> **Exercise task**
Copy out, exactly as written, only the line containing "Where can you see the office" and the lines after it through the end of the records.
◆ ◆ ◆
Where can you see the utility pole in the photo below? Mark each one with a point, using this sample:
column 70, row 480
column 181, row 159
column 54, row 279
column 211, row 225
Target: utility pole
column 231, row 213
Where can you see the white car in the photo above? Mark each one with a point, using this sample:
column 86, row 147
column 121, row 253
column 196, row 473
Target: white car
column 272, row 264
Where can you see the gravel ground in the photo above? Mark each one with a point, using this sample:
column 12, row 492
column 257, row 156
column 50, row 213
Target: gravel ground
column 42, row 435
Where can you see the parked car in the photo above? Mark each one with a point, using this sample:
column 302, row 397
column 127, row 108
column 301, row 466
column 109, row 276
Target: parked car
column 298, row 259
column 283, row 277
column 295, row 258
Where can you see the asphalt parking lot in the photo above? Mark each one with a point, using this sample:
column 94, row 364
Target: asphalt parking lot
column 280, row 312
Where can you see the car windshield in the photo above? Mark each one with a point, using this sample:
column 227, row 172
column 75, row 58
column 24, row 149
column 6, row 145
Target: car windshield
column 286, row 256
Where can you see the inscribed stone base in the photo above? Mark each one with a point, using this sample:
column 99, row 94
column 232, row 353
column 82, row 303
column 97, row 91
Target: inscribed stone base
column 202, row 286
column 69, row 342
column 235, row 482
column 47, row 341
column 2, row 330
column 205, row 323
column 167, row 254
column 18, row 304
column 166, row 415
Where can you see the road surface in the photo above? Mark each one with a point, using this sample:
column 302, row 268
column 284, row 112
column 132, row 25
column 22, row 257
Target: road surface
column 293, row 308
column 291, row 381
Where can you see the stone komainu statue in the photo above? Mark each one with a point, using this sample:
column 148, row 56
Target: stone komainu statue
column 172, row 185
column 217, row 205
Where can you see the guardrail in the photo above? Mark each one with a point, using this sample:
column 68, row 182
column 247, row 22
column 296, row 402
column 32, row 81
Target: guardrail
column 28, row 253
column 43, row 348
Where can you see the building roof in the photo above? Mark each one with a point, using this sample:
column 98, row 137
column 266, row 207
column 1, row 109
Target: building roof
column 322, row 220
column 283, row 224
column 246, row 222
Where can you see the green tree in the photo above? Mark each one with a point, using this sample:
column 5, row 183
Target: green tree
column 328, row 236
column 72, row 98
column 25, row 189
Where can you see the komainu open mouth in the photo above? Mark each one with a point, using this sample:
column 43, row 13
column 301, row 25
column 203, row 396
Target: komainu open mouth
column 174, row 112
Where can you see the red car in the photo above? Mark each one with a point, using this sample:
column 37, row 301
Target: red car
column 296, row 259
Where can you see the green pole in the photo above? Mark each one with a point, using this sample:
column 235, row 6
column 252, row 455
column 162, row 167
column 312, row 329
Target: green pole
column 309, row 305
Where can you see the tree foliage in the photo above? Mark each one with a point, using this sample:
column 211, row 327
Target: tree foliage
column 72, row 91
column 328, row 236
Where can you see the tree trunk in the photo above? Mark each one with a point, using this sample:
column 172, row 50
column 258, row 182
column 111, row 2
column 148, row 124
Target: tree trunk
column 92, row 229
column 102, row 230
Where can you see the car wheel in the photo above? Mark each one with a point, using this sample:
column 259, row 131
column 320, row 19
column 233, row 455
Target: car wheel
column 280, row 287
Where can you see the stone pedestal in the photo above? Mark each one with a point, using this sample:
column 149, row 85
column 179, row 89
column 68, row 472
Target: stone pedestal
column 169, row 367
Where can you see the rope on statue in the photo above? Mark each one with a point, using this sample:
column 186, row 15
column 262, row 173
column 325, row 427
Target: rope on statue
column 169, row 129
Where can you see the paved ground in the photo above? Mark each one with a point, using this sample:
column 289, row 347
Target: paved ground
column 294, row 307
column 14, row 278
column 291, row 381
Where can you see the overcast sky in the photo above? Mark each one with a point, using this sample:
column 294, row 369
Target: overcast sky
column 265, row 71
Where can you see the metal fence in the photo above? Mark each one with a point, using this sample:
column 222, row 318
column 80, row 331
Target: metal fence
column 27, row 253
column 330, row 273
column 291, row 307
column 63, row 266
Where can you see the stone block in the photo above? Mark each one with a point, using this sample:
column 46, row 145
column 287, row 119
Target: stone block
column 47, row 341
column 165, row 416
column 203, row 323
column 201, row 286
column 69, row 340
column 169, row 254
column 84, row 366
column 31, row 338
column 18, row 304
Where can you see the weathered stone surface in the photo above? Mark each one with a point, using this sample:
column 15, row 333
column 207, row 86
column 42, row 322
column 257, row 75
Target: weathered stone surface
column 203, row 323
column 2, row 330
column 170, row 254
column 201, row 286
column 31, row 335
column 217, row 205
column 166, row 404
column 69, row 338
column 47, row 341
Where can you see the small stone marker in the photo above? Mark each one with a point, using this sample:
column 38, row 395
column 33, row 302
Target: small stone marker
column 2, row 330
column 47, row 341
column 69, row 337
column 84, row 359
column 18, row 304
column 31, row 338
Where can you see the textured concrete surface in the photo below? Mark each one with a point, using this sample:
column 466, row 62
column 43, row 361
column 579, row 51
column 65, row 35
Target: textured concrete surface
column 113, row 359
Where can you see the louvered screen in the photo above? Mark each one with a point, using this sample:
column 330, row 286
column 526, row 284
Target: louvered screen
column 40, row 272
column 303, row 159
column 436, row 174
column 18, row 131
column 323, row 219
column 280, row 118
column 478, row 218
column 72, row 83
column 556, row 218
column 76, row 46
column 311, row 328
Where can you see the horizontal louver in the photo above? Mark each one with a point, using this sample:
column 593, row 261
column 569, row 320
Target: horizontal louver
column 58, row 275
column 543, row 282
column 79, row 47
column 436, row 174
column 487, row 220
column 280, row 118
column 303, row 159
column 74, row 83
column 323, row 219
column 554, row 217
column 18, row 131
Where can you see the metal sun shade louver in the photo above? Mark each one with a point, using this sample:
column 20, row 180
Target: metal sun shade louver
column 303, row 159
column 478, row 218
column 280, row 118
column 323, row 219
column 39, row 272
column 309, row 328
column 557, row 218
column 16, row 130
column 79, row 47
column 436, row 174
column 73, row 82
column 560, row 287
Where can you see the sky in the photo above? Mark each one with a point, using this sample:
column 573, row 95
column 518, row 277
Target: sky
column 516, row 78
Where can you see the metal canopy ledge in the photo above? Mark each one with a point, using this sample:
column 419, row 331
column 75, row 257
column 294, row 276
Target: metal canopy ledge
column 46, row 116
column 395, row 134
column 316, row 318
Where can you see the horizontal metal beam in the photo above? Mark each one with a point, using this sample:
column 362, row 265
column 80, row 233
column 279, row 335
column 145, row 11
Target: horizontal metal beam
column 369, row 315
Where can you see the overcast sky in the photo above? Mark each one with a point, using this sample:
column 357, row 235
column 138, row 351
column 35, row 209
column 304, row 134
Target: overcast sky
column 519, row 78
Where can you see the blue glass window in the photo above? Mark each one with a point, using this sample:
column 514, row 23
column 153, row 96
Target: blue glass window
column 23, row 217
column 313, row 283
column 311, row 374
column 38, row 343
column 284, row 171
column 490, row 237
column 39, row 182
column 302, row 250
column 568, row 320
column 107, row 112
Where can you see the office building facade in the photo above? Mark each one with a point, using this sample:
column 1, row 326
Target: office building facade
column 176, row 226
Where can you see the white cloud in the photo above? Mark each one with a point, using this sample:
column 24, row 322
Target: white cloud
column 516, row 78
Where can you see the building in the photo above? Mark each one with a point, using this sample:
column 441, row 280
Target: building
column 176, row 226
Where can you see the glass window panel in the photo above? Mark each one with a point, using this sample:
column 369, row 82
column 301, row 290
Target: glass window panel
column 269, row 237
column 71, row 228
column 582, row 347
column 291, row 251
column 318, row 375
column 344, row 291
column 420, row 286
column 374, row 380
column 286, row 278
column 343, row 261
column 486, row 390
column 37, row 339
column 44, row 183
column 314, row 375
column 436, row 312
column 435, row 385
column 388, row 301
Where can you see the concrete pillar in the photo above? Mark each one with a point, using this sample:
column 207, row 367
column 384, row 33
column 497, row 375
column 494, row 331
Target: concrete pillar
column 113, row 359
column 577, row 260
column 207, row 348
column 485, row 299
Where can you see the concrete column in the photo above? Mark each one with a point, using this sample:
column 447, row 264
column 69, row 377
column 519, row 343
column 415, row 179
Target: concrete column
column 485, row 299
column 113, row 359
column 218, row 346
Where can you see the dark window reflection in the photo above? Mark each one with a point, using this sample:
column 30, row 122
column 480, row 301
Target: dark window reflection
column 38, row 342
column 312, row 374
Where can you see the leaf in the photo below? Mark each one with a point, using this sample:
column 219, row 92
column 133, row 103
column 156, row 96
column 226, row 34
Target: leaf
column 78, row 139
◆ ◆ ◆
> **Response to this task**
Where can you see the office building facade in the photo above? Mark each one with a point, using this sample:
column 1, row 326
Target: office building facade
column 176, row 226
Where can you see the white cloud in the photo above? Mark each one with a point, using this sample:
column 24, row 322
Target: white cloud
column 516, row 78
Where can you see the building in the photo above? Mark each one with a point, using this sample:
column 441, row 280
Target: building
column 176, row 226
Where can you see the glass window panel in the photo above? Mark each one with a point, using this sample:
column 369, row 82
column 301, row 290
Target: glass window panel
column 269, row 237
column 71, row 228
column 582, row 347
column 291, row 251
column 318, row 375
column 344, row 291
column 420, row 286
column 374, row 380
column 286, row 278
column 343, row 261
column 486, row 390
column 37, row 339
column 44, row 183
column 314, row 375
column 436, row 312
column 435, row 385
column 388, row 301
Where can you see the concrete pillar in the photo above? Mark each one with a point, using this sample:
column 207, row 367
column 384, row 33
column 497, row 375
column 494, row 331
Target: concrete pillar
column 113, row 359
column 577, row 260
column 207, row 348
column 485, row 299
Where can you see the concrete column in the photo above? Mark each one with a point, using this sample:
column 447, row 264
column 69, row 377
column 519, row 343
column 415, row 179
Target: concrete column
column 485, row 299
column 113, row 359
column 218, row 346
Where can you see the dark window reflection in the photo above? Mark each one with a point, using this sample:
column 30, row 122
column 480, row 301
Target: dark window reflection
column 38, row 342
column 312, row 374
Where can you see the leaf in the photo below? Mark each one with a point, using this sample:
column 219, row 92
column 133, row 103
column 156, row 96
column 226, row 34
Target: leaf
column 78, row 139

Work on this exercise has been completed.